EXERCISE » With the pictures omitted, write out the entries that follow exactly as they stand.

::: LISTED RECORDS :::

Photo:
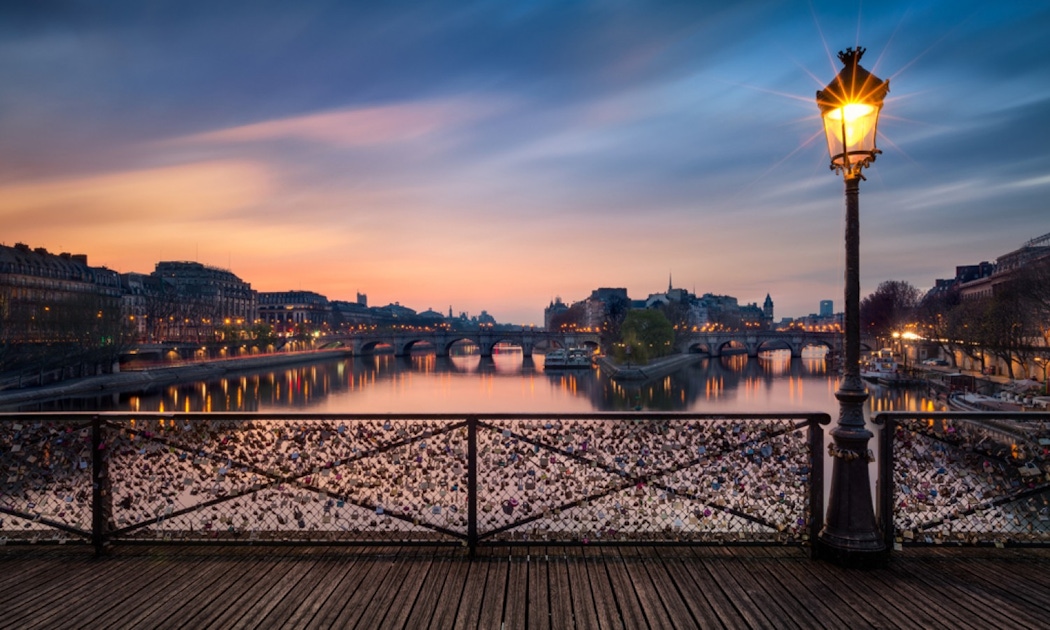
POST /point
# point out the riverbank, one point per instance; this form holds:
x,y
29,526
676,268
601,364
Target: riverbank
x,y
651,371
160,377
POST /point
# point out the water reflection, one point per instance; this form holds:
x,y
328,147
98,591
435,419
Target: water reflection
x,y
507,383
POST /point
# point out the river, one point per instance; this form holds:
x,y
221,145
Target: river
x,y
508,383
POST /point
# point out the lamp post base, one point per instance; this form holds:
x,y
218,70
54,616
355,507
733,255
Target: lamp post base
x,y
852,558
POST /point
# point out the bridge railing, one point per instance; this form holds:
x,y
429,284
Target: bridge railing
x,y
965,478
466,480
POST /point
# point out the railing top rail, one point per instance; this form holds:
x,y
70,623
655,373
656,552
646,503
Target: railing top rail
x,y
882,417
820,417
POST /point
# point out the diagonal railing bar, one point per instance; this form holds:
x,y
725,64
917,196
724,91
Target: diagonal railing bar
x,y
970,478
208,478
44,521
998,502
635,480
276,480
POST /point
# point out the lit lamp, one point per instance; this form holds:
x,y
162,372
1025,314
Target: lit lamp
x,y
849,107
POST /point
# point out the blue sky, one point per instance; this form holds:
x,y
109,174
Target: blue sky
x,y
497,154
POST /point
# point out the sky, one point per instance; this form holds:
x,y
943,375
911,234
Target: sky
x,y
496,154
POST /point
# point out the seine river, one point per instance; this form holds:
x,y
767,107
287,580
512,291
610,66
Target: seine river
x,y
508,383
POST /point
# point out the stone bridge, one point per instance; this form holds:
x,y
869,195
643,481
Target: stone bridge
x,y
486,339
713,343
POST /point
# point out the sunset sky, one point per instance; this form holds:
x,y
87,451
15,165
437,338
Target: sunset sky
x,y
497,154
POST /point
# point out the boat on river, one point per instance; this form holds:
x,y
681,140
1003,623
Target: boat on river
x,y
882,368
573,358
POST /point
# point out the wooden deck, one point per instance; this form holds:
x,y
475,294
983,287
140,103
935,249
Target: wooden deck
x,y
536,587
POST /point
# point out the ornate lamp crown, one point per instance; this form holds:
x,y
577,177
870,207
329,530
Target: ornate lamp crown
x,y
849,106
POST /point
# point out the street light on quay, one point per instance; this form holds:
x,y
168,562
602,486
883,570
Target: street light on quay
x,y
849,107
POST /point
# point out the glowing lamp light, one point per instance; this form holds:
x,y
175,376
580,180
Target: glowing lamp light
x,y
849,106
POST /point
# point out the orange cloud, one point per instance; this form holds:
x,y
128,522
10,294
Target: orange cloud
x,y
363,126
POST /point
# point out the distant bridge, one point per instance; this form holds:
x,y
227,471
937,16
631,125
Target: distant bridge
x,y
486,340
714,343
711,343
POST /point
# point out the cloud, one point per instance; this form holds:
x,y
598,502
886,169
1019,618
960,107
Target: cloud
x,y
174,194
354,126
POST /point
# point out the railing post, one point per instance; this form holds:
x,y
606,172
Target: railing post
x,y
884,484
471,484
100,487
816,481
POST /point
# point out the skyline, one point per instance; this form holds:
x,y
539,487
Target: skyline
x,y
425,153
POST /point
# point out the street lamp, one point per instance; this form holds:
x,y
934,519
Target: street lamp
x,y
849,107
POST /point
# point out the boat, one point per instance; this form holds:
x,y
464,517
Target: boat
x,y
573,358
966,401
881,368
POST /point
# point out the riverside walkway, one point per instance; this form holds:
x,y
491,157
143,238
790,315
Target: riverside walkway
x,y
519,587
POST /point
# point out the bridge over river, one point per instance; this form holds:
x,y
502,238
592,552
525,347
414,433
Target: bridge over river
x,y
711,343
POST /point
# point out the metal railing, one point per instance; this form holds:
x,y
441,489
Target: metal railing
x,y
964,478
467,480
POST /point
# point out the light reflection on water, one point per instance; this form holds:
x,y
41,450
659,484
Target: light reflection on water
x,y
508,383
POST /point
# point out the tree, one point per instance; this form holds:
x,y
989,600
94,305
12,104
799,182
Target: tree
x,y
888,309
933,314
648,333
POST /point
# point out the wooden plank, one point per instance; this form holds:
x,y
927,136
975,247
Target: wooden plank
x,y
646,590
517,592
708,606
474,591
326,607
290,573
85,597
284,610
305,604
783,567
422,571
382,574
584,612
490,614
197,595
163,574
718,563
784,603
674,603
538,614
448,602
1001,582
623,589
856,589
602,590
247,590
969,596
26,600
559,589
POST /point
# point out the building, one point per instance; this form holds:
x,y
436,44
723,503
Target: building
x,y
193,300
56,307
982,280
557,307
288,310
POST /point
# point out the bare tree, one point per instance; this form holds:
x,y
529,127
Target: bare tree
x,y
888,308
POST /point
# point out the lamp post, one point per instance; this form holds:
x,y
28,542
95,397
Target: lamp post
x,y
849,107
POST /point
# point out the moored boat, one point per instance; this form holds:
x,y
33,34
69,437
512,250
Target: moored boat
x,y
573,358
881,368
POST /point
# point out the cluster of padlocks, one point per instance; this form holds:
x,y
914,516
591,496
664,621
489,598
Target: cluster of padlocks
x,y
958,480
386,479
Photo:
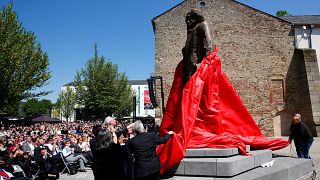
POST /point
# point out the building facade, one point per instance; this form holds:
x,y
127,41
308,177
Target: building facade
x,y
306,31
257,53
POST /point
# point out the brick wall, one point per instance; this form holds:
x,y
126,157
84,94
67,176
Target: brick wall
x,y
255,49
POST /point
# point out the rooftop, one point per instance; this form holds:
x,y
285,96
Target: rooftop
x,y
303,20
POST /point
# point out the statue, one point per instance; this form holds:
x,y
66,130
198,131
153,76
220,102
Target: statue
x,y
198,44
206,112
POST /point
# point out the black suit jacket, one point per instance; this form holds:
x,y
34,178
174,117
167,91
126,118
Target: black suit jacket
x,y
143,147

:::

TASK RESPONSE »
Photo:
POST /point
# point out the riverbank, one point per instance; this form holds:
x,y
29,526
676,268
601,364
Target: riverbank
x,y
651,371
160,377
POST /point
# point out the water reflection, one point per instance; this form holds:
x,y
328,147
98,591
435,419
Target: water reflection
x,y
507,383
POST /point
# point out the river, one point per instance; this form holds:
x,y
221,145
Target: river
x,y
508,383
POST /point
# point out the lamp post base, one point per instance; this form holds:
x,y
218,70
54,616
355,507
733,255
Target: lamp post base
x,y
852,558
POST /point
# point out the bridge railing, one point per instance; this form holds:
x,y
429,284
Target: bridge railing
x,y
965,478
466,480
POST /point
# point out the railing top rail, one point per instance; this form holds:
x,y
70,623
655,373
656,552
646,503
Target: railing top rail
x,y
882,417
820,417
POST /point
# point out the diagonal railing bar, one point per instance; this form holds:
x,y
725,64
917,196
724,91
Target: diagonal railing bar
x,y
970,478
208,478
44,521
998,502
635,480
276,480
POST /point
# point out the lit lamp, one point per instance; this form holds:
x,y
162,372
1025,314
Target: lit lamp
x,y
849,107
POST /point
# point out the blue sky, one point per instance; this form holds:
x,y
109,174
Target: blue sky
x,y
497,154
POST /point
# point out the sky, one point per instance; this form holds:
x,y
943,375
911,234
Target: sky
x,y
496,154
POST /point
# point out the seine river, one point per instance; this form holds:
x,y
767,107
287,580
512,291
610,66
Target: seine river
x,y
508,383
POST /point
# point out the stone bridge, one point per instance; this form holds:
x,y
869,195
643,481
Target: stone bridge
x,y
486,339
713,343
POST /point
# point out the sunset sky, one point per instance; this form holds:
x,y
87,451
15,165
437,338
Target: sunset sky
x,y
497,154
POST /point
# point out the boat on river, one point per instance; this form holds:
x,y
681,140
1003,623
Target: boat on river
x,y
882,368
573,358
POST /point
# point out the wooden deck, one point per instance; this form holds:
x,y
475,294
983,287
140,103
935,249
Target: wooden deck
x,y
536,587
POST /point
# point out the ornate lamp crown, one point per instance; this form holds:
x,y
577,177
870,207
329,530
Target: ornate lamp crown
x,y
849,106
POST /point
# point out the street light on quay, one point per instance; this form holds:
x,y
168,562
602,486
883,570
Target: street light on quay
x,y
849,107
POST /point
# point out the glowing lamp light, one point per instance; this form holds:
x,y
175,376
580,180
Target: glowing lamp light
x,y
849,106
POST /point
# point out the orange cloud, one point per instance; this form holds:
x,y
128,522
10,294
Target: orange cloud
x,y
363,126
POST /point
# point out the distant bridge, one point per instance; this form holds:
x,y
227,471
937,16
631,125
Target: distant bridge
x,y
486,340
714,343
711,343
POST /point
# point out the cloud, one point per instance; this form holds:
x,y
598,502
886,169
1019,618
960,107
Target: cloud
x,y
174,194
354,126
POST /point
# point out the railing post, one point per instance; this form holds:
x,y
606,172
Target: railing post
x,y
884,484
471,484
100,487
816,481
POST /point
# point out the skyline, one point per instance; this form holds:
x,y
539,487
Target: skyline
x,y
425,153
POST /point
# point out the street lamp, one point per instance; this form holds:
x,y
934,519
Target: street lamp
x,y
849,107
POST /point
# point out the boat, one point per instance; this form holds:
x,y
464,517
Target: boat
x,y
573,358
966,401
881,368
POST /point
# point out the riverside walkway, one point per instance; this form holds:
x,y
491,157
143,238
790,315
Target: riverside walkway
x,y
519,587
POST /point
# point out the bridge over river, one point per instance; this form holds:
x,y
502,238
592,552
525,347
414,433
Target: bridge over river
x,y
711,343
POST /point
# point out the metal railing, one point per instance; this form holds:
x,y
441,489
Target: metal railing
x,y
964,478
467,480
POST /point
# point out the light reflection on water, one point per instance; this form holds:
x,y
41,450
659,484
Target: light reflection on water
x,y
508,383
POST /point
# point out the tree, one point per instance; this form holds:
x,y
989,600
94,305
12,104
799,182
Target: tree
x,y
888,309
933,314
648,333
POST /point
# point out the wooden plank, one point per instance; this form holds:
x,y
927,136
975,247
Target: wooden plank
x,y
646,590
517,592
708,606
474,591
326,607
290,573
85,597
284,610
305,604
783,567
422,571
382,574
584,612
490,614
197,595
163,574
718,563
784,603
674,603
538,614
448,602
1001,582
623,589
856,589
602,590
247,590
969,596
26,600
559,589
POST /point
# point out the building, one point per instance; this form holds:
x,y
436,44
723,503
Target: building
x,y
193,300
56,307
982,280
557,307
288,310
POST /point
# point out the bare tree, one point per instance; this form holds:
x,y
529,127
Target: bare tree
x,y
888,308
POST /point
# point out the lamp post, one point per instance; this form holds:
x,y
28,542
95,397
Target: lamp post
x,y
849,107
POST /point
# point out the moored boat, one point per instance; this form holds:
x,y
33,34
69,437
512,250
Target: moored boat
x,y
573,358
881,368
POST /point
# point out the cluster of padlocks, one point per instance; this form holds:
x,y
914,516
591,496
664,621
489,598
Target: cluster of padlocks
x,y
958,480
386,479
Photo:
POST /point
# point out the building facade, one point per instance; this form holds:
x,y
127,41
308,177
Target: building facade
x,y
306,31
257,53
POST /point
# point out the brick wall, one point per instance; this form holds:
x,y
126,157
84,94
67,176
Target: brick wall
x,y
255,49
POST /point
# point out the rooftop, one point per instance; this form holds:
x,y
285,96
Target: rooftop
x,y
303,20
POST /point
# point out the statue, one point per instance; this form holds:
x,y
66,130
198,131
153,76
220,102
Target: statue
x,y
198,44
206,112
POST /point
# point out the black suit jacket, one point per instance; this form holds:
x,y
34,178
174,117
167,91
126,118
Target: black suit jacket
x,y
143,147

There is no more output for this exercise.